* [WHAT TO PRODUCE] Duplicate the patch review message below in full, keeping every line and character unchanged.

* [EXTRACT]
Acked-by: Vlad Yasevich <vyasevich@gmail.com>

-vlad

> ---
>   v1->v2:
>    - use cached flow
>    - improved commit msg
>
>   net/sctp/ipv6.c | 42 +++++++++++++-----------------------------
>   1 file changed, 13 insertions(+), 29 deletions(-)
>
> diff --git a/net/sctp/ipv6.c b/net/sctp/ipv6.c
> index da613ce..4f52e2c 100644
> --- a/net/sctp/ipv6.c
> +++ b/net/sctp/ipv6.c
> @@ -204,44 +204,23 @@ out:
>   		in6_dev_put(idev);
>   }
>
> -/* Based on tcp_v6_xmit() in tcp_ipv6.c. */
>   static int sctp_v6_xmit(struct sk_buff *skb, struct sctp_transport *transport)
>   {
>   	struct sock *sk = skb->sk;
>   	struct ipv6_pinfo *np = inet6_sk(sk);
> -	struct flowi6 fl6;
> -
> -	memset(&fl6, 0, sizeof(fl6));
> -
> -	fl6.flowi6_proto = sk->sk_protocol;
> -
> -	/* Fill in the dest address from the route entry passed with the skb
> -	 * and the source address from the transport.

[Dataset entries]
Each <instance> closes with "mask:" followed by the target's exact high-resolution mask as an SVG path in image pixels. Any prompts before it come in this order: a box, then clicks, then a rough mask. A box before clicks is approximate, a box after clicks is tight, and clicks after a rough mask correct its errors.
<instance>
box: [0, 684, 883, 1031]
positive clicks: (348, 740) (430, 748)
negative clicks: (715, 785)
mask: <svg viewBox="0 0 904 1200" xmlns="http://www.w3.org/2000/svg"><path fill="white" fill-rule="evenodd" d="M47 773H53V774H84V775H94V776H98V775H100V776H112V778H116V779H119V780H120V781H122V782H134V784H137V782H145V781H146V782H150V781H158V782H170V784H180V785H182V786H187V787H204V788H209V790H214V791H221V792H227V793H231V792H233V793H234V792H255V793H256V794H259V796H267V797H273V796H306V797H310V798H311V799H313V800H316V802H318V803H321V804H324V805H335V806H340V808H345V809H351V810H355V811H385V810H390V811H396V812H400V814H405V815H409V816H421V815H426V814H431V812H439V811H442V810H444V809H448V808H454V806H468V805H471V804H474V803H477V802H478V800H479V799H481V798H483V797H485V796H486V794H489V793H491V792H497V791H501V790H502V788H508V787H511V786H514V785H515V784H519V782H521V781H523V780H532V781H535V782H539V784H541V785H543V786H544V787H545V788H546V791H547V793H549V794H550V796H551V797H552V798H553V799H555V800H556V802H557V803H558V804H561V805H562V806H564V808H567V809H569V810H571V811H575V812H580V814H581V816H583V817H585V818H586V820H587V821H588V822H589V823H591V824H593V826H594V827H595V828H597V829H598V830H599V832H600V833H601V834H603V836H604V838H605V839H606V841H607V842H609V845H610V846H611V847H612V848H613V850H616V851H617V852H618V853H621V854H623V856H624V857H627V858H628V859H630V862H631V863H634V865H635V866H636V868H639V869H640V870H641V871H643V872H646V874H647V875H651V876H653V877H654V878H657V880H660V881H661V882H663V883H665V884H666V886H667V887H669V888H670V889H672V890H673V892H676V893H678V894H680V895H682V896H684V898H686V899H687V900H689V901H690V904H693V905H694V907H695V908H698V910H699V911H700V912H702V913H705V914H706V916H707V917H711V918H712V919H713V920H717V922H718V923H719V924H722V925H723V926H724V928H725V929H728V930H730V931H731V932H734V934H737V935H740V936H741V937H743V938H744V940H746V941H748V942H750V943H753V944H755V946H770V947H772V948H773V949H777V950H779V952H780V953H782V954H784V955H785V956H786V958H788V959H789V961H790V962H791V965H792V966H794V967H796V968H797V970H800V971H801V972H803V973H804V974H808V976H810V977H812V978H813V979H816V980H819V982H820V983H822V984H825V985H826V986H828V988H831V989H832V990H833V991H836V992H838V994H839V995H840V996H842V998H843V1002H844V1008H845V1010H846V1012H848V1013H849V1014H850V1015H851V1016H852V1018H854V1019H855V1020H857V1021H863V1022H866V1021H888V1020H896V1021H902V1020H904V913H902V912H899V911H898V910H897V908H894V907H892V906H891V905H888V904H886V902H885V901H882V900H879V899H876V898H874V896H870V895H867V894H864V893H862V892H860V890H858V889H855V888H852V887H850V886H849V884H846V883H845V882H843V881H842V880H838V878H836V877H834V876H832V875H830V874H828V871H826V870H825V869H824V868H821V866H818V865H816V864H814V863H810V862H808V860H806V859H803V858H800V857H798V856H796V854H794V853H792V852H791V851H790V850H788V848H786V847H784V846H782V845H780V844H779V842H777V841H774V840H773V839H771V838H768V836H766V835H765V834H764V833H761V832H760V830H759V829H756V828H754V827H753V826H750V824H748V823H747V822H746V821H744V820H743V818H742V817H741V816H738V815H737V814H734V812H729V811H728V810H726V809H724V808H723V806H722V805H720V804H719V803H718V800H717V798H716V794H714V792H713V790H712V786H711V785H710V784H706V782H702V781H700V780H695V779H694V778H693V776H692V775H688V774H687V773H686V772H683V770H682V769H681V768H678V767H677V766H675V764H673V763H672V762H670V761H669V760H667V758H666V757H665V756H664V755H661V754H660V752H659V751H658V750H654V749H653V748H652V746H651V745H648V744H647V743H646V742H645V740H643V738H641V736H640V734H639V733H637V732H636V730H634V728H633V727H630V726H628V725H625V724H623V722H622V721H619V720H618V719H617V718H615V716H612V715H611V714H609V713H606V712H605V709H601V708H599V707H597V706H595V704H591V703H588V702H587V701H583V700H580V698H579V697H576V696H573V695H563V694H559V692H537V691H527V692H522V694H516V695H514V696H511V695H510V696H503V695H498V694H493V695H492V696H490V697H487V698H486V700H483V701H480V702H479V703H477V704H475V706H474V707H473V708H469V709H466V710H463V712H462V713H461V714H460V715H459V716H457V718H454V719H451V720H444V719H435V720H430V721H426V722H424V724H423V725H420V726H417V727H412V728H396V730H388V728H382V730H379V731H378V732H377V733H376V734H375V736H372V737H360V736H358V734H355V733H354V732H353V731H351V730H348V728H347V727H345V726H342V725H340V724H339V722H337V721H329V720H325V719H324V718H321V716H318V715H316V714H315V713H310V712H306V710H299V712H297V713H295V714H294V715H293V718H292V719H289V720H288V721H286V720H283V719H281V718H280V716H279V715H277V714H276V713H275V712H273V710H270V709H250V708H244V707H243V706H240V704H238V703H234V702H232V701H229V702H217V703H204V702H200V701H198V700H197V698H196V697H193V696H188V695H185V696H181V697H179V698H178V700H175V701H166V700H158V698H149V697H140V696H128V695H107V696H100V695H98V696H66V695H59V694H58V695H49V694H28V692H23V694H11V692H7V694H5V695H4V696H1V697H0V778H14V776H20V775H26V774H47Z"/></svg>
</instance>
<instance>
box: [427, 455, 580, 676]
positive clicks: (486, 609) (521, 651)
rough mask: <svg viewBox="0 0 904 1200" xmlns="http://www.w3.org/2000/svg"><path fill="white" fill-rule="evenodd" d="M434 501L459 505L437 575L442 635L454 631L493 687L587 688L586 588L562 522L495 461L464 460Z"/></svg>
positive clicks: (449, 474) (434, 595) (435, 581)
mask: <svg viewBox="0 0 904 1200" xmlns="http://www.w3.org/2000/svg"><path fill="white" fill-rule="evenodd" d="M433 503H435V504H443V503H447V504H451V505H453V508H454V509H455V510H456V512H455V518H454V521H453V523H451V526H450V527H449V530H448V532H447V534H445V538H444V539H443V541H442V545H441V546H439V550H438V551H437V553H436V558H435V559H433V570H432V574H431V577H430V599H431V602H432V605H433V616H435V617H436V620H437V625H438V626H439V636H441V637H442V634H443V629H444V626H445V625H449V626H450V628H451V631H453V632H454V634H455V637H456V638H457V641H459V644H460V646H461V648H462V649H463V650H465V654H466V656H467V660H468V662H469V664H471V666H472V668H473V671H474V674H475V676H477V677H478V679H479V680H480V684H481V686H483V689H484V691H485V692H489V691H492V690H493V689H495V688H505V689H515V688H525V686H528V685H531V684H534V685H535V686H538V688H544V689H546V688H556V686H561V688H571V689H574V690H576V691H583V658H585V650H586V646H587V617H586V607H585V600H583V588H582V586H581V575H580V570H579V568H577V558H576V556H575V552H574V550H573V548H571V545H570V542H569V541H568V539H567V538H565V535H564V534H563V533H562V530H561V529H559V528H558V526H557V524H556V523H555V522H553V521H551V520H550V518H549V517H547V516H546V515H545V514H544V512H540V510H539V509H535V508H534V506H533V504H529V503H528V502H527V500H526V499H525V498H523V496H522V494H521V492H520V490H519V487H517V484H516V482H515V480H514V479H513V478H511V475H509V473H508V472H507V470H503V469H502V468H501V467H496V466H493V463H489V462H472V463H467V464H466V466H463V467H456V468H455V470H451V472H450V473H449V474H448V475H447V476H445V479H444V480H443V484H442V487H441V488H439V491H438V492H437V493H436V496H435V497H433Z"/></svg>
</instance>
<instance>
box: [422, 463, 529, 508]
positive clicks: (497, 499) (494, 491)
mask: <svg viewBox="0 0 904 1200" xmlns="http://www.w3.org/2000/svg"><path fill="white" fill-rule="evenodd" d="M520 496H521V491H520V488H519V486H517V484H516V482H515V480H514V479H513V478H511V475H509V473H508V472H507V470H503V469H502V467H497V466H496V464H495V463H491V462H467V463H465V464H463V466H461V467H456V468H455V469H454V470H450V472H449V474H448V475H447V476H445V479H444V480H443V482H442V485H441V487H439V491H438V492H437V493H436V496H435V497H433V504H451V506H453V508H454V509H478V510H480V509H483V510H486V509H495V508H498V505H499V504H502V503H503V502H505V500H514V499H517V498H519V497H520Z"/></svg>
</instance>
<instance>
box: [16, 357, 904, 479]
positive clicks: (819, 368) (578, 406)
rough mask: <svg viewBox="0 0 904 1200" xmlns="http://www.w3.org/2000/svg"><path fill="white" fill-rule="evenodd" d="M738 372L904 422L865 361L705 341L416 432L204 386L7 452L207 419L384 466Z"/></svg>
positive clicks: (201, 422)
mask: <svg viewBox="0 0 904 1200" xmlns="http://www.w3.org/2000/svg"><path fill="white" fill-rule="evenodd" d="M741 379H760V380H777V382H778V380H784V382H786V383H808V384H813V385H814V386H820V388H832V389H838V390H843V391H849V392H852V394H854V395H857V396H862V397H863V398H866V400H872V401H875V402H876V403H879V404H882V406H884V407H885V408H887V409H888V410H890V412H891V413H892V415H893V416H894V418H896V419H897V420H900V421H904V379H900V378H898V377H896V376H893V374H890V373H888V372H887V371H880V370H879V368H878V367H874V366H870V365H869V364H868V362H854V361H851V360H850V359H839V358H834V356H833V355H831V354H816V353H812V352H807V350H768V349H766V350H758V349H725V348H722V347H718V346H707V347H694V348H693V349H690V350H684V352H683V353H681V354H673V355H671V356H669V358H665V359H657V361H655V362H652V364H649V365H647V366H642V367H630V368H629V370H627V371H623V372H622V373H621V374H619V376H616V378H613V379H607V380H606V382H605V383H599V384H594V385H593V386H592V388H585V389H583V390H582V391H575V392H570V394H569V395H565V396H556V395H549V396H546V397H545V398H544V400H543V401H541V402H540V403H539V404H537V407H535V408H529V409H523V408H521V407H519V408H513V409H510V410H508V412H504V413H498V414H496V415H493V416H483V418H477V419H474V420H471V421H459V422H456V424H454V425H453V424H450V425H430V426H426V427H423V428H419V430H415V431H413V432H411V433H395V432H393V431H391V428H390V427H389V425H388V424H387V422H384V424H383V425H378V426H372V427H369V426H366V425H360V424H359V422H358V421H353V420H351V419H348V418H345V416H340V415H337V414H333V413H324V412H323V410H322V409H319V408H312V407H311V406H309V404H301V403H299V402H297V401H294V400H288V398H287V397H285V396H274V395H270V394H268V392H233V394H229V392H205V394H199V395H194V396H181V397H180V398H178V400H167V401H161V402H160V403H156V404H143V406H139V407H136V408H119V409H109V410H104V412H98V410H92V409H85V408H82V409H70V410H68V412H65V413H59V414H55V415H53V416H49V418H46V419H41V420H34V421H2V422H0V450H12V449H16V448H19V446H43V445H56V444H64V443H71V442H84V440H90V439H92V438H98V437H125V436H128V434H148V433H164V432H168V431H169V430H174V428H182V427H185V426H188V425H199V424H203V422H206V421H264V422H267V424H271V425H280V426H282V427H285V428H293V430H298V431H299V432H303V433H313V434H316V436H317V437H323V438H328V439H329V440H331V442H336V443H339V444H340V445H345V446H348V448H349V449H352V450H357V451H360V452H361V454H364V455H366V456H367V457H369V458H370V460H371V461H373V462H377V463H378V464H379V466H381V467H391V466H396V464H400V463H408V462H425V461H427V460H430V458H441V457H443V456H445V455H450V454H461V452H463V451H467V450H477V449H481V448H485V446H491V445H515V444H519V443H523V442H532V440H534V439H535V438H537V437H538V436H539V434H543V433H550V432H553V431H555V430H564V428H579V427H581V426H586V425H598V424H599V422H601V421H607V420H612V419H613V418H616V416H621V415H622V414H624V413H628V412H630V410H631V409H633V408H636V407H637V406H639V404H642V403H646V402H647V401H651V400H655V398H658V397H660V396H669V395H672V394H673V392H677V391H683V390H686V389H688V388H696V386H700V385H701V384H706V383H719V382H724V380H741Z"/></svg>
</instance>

* [RESULT OF THIS EXERCISE]
Acked-by: Vlad Yasevich <vyasevich@gmail.com>

-vlad

> ---
>   v1->v2:
>    - use cached flow
>    - improved commit msg
>
>   net/sctp/ipv6.c | 42 +++++++++++++-----------------------------
>   1 file changed, 13 insertions(+), 29 deletions(-)
>
> diff --git a/net/sctp/ipv6.c b/net/sctp/ipv6.c
> index da613ce..4f52e2c 100644
> --- a/net/sctp/ipv6.c
> +++ b/net/sctp/ipv6.c
> @@ -204,44 +204,23 @@ out:
>   		in6_dev_put(idev);
>   }
>
> -/* Based on tcp_v6_xmit() in tcp_ipv6.c. */
>   static int sctp_v6_xmit(struct sk_buff *skb, struct sctp_transport *transport)
>   {
>   	struct sock *sk = skb->sk;
>   	struct ipv6_pinfo *np = inet6_sk(sk);
> -	struct flowi6 fl6;
> -
> -	memset(&fl6, 0, sizeof(fl6));
> -
> -	fl6.flowi6_proto = sk->sk_protocol;
> -
> -	/* Fill in the dest address from the route entry passed with the skb
> -	 * and the source address from the transport.